LISTED RECORDS >>
---------------

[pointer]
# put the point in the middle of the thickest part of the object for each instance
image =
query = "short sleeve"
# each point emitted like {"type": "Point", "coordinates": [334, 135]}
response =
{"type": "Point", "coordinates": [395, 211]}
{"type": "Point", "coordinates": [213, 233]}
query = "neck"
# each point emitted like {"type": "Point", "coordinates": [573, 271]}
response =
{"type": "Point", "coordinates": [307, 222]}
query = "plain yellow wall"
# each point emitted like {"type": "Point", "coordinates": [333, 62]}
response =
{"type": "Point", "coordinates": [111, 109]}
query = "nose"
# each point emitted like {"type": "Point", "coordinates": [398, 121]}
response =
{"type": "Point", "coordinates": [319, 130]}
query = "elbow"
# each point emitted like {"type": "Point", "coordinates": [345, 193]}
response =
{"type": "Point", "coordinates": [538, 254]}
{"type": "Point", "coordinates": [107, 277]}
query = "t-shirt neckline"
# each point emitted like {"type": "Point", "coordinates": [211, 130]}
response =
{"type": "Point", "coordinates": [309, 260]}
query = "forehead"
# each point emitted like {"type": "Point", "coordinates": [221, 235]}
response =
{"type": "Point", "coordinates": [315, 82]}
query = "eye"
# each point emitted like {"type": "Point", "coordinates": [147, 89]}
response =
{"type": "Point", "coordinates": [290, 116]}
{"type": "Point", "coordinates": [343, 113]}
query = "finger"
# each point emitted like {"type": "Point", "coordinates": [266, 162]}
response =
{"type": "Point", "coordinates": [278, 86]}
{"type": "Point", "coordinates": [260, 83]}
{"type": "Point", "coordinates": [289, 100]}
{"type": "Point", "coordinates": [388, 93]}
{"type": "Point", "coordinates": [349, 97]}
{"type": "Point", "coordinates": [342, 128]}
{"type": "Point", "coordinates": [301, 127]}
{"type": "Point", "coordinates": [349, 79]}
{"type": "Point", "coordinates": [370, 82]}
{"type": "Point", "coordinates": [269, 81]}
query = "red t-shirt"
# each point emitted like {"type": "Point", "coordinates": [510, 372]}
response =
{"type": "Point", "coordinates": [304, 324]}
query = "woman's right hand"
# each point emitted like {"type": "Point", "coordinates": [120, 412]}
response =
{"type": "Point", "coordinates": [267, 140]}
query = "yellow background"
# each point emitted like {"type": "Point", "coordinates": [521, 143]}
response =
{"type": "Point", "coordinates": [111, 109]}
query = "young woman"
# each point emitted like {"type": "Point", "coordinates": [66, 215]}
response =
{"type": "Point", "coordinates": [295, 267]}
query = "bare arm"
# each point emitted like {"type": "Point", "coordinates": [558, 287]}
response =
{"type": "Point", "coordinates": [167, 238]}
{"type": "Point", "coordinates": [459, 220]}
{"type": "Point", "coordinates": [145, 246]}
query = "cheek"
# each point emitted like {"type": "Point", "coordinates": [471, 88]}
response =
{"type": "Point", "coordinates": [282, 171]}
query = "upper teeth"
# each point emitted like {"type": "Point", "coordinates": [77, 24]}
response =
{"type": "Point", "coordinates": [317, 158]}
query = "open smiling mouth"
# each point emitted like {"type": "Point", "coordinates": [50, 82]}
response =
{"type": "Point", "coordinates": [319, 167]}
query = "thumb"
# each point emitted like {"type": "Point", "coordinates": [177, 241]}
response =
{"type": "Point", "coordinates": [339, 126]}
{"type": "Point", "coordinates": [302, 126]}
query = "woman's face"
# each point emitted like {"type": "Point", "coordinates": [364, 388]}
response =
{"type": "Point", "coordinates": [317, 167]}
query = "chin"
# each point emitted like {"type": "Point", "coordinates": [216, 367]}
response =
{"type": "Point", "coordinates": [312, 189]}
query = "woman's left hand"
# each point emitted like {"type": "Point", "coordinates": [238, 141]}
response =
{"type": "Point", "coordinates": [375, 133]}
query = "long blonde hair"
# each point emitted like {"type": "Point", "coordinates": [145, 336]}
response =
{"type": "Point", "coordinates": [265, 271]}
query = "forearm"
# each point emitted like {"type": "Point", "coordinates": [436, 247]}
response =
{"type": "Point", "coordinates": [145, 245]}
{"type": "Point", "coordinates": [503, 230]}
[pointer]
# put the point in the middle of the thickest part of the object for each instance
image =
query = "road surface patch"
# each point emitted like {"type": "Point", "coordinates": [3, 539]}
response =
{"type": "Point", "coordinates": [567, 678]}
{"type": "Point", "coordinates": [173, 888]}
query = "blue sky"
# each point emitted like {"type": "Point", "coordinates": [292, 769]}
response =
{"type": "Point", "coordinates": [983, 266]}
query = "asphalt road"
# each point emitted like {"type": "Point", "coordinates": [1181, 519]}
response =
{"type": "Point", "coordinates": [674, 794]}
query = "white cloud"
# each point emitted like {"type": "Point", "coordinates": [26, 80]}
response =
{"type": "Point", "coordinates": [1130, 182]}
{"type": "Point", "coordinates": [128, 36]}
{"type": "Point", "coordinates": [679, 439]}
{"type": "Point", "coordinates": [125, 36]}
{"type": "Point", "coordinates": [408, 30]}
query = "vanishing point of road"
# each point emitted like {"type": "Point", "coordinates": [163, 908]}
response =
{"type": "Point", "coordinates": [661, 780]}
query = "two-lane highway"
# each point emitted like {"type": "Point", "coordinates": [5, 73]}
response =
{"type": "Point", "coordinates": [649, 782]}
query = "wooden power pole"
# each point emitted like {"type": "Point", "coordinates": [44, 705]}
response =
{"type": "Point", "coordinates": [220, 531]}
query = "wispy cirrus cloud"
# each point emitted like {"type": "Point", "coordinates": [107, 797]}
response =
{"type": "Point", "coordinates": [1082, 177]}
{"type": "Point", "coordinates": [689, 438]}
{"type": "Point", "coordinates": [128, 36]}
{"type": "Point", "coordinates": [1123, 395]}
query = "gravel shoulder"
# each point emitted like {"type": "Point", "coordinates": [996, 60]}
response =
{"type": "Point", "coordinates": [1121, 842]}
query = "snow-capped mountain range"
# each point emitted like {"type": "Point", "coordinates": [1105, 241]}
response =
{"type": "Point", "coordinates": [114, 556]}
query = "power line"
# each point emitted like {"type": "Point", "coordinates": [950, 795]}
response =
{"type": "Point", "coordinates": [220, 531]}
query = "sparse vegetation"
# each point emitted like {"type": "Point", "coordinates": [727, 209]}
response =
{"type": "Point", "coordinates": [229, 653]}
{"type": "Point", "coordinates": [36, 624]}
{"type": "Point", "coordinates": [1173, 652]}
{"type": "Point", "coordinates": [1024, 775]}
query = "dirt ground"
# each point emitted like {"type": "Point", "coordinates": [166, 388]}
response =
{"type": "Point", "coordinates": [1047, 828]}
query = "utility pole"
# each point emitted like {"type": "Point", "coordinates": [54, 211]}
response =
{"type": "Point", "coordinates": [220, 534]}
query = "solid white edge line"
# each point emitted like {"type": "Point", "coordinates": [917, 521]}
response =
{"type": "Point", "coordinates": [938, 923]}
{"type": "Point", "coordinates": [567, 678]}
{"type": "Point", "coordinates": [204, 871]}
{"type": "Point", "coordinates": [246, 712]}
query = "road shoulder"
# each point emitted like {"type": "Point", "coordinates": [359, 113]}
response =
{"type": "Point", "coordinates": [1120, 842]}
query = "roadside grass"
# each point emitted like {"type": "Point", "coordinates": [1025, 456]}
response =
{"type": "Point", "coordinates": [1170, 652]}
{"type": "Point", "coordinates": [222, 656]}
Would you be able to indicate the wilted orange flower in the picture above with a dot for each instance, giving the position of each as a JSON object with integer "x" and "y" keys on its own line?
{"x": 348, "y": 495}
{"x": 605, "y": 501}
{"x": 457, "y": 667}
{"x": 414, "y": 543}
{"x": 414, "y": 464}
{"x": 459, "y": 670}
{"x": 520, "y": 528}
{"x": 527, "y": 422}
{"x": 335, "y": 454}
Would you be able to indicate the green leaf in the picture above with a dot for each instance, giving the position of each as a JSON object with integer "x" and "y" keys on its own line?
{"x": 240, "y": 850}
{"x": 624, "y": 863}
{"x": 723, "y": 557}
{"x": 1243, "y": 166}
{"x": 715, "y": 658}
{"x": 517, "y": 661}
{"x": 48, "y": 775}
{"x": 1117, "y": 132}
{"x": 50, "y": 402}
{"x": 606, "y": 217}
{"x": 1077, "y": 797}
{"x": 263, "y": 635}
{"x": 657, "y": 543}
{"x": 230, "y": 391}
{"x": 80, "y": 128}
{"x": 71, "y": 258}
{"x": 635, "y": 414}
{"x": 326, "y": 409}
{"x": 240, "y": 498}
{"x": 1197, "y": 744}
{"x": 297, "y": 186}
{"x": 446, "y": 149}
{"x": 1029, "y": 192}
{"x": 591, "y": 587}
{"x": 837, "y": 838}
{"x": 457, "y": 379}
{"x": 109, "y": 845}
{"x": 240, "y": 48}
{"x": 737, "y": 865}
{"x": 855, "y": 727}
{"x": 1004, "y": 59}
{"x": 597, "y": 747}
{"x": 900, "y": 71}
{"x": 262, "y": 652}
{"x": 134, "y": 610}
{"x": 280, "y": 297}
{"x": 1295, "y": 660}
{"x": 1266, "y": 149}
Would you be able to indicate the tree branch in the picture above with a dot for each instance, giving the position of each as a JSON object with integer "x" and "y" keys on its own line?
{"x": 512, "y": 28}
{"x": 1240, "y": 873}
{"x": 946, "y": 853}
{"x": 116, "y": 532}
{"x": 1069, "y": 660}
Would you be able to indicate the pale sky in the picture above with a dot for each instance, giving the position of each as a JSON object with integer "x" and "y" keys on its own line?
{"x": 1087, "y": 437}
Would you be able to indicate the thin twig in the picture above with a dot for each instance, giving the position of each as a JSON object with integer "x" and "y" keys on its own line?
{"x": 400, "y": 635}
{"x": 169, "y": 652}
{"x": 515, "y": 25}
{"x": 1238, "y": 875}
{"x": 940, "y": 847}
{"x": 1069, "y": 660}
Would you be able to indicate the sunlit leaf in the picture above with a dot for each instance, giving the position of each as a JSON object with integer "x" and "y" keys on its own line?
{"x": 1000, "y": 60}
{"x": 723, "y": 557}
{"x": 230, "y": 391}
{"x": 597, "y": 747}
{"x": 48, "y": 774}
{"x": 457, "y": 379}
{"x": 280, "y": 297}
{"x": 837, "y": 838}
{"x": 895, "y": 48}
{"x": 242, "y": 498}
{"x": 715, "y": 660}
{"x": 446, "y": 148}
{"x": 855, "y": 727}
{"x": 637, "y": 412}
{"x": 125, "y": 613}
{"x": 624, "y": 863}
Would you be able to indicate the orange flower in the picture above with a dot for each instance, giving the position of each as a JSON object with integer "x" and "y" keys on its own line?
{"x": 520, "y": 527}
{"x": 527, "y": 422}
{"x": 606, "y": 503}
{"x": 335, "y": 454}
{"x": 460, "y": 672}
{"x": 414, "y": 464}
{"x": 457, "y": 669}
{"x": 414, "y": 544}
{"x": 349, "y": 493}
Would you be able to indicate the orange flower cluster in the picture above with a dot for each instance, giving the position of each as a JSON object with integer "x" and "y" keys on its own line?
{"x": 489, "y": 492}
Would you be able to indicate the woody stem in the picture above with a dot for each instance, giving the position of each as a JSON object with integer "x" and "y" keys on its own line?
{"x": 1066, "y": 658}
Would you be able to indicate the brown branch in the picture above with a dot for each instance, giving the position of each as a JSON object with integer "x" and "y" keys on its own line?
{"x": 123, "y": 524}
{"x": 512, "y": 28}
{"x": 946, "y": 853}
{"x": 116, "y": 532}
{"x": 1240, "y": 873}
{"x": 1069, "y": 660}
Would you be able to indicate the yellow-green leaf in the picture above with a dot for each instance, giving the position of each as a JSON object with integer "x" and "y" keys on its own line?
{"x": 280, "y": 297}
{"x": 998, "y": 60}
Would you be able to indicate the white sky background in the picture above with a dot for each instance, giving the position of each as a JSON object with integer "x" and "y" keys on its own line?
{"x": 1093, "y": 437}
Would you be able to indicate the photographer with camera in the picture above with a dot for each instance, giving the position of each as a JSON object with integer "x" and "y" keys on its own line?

---------------

INSTRUCTIONS TO FOLLOW >> Only the lines from the one containing "Would you be able to indicate the yellow-green" to the end of the data should be printed, exactly as they stand.

COMPLETE OUTPUT >>
Would you be able to indicate the yellow-green leaf in the picture above with a dot for each instance, giving the position of each as a JSON object with integer "x" and "y" keys on its own line?
{"x": 280, "y": 297}
{"x": 998, "y": 60}
Would you be able to indicate the white sky background in the picture above with a dot for each instance, giving the position of each as a JSON object with integer "x" and "y" keys on its own line?
{"x": 1093, "y": 437}
Would you be able to indicate the photographer with camera in the picture above with a dot for each instance, giving the position of each as a JSON object with integer "x" and "y" keys on its own line?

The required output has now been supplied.